Directions for this task |
Could you report every line from the entries that includes the word "below"?

Task material Start Marker

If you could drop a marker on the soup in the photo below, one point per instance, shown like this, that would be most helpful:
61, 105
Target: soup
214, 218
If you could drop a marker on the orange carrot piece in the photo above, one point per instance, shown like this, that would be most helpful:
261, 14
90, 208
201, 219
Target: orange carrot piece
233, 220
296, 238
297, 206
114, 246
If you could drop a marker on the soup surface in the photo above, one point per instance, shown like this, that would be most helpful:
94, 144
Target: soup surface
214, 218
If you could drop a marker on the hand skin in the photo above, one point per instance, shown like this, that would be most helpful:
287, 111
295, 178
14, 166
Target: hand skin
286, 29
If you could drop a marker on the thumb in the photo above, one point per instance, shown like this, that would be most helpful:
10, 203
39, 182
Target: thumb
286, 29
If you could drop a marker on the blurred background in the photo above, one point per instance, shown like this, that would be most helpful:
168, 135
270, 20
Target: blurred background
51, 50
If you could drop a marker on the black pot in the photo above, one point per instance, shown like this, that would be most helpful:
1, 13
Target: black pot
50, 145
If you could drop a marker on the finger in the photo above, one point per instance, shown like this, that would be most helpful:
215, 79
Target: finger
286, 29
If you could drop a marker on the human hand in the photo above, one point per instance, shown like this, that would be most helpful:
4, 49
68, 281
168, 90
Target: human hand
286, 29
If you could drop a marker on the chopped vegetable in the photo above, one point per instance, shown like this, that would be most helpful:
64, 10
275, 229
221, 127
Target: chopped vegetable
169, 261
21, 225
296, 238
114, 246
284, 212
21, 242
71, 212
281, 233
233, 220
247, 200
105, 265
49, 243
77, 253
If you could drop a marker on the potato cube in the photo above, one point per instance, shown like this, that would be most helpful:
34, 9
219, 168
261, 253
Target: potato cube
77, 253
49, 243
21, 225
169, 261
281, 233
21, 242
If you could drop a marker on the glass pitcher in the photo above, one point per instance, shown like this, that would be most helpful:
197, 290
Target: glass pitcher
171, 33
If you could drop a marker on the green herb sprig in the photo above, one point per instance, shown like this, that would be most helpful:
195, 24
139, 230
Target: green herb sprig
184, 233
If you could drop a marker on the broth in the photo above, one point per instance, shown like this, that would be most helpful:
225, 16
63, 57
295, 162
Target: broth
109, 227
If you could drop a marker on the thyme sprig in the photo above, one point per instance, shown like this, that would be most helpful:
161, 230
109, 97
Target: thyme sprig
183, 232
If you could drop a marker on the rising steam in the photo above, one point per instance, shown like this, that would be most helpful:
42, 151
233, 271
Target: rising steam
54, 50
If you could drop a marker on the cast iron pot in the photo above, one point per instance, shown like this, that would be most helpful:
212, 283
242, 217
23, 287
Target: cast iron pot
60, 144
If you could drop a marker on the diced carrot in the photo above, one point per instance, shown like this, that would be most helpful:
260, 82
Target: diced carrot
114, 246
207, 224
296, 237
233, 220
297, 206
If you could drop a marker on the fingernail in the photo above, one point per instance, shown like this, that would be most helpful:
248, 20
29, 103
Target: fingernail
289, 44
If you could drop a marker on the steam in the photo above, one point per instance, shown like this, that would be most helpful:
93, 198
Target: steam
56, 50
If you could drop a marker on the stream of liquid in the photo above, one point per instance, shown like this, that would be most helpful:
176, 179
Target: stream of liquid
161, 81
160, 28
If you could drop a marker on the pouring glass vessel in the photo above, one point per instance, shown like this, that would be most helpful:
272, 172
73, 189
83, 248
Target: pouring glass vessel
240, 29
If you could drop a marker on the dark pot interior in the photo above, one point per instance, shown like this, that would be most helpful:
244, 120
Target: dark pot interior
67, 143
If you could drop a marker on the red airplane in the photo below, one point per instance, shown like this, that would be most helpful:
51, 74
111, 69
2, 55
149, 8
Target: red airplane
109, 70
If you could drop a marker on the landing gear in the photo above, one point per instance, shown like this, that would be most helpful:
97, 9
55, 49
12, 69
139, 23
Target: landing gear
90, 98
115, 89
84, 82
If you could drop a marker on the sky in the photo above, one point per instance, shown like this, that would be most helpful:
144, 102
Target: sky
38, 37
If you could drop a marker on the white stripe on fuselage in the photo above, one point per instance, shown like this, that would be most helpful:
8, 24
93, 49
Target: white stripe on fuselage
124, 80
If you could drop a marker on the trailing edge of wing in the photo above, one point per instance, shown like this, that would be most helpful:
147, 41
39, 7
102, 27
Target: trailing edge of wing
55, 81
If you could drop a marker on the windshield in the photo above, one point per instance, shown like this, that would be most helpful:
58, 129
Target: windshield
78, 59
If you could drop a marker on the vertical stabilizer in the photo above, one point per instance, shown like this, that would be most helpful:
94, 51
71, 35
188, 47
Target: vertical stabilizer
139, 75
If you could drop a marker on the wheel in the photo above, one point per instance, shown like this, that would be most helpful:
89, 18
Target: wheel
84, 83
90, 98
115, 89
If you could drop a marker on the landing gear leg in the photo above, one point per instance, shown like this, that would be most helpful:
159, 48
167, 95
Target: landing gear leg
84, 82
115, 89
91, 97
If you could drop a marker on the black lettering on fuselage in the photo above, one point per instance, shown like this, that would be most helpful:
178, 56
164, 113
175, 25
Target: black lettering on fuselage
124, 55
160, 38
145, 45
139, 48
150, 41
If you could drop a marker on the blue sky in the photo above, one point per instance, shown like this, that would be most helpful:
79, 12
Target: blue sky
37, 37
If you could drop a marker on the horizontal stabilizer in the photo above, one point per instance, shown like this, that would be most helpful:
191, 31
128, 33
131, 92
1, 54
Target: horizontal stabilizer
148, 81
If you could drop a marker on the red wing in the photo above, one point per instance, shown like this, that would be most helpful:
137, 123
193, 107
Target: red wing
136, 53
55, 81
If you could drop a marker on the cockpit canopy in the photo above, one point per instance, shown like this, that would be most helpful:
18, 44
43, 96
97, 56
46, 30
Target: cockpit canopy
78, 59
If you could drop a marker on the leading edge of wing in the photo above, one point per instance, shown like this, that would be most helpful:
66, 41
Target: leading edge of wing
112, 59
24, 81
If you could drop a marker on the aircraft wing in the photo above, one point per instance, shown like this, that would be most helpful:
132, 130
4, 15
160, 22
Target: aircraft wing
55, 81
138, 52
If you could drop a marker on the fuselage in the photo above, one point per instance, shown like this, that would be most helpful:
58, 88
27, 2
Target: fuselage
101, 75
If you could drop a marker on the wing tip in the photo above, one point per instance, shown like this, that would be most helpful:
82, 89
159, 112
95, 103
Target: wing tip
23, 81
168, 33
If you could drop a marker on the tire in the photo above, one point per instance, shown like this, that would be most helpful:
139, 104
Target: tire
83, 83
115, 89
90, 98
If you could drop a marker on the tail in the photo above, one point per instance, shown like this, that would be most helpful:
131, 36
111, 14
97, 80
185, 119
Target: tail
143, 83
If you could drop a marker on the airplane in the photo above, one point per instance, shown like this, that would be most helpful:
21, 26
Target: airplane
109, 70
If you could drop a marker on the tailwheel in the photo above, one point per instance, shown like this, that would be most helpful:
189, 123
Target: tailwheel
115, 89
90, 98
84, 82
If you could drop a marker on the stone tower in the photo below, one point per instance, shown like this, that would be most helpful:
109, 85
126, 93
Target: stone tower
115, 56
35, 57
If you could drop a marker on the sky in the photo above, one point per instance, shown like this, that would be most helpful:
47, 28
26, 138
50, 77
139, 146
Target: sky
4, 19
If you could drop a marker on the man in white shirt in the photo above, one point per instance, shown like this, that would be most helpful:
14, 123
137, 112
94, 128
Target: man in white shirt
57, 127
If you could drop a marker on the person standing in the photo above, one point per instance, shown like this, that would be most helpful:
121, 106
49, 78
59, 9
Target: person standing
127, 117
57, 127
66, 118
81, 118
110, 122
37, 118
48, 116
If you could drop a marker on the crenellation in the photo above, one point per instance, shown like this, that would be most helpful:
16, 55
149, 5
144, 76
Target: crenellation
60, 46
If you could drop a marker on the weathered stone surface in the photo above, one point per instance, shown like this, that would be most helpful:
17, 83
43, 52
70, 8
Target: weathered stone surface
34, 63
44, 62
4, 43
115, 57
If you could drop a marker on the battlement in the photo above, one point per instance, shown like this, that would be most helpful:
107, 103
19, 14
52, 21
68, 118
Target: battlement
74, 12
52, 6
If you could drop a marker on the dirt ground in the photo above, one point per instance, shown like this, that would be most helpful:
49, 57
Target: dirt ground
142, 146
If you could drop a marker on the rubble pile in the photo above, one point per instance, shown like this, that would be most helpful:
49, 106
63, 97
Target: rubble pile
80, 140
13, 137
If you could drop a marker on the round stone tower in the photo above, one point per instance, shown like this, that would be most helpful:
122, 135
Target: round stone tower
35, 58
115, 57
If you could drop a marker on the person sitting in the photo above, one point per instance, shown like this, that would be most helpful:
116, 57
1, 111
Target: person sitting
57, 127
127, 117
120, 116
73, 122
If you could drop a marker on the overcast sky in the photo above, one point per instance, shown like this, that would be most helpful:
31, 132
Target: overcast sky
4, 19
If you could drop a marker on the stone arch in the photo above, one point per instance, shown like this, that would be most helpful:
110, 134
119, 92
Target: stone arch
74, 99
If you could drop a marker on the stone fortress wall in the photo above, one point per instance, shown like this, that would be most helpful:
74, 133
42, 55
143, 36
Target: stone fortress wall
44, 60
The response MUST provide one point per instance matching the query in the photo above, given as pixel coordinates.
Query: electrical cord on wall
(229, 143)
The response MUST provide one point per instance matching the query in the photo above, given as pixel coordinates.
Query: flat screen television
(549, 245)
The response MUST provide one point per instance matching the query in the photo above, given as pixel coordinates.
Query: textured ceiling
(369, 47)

Task material End Marker

Response to the exercise |
If you could drop a marker on the soup in the photo below, one point per instance, shown like this, that would be most helpful:
If you could drop a marker on the red airplane in the photo below, one point per instance, shown like this, that would be most helpful:
If you could drop a marker on the stone tower in the photo below, one point per instance, shown like this, that would be most helpful:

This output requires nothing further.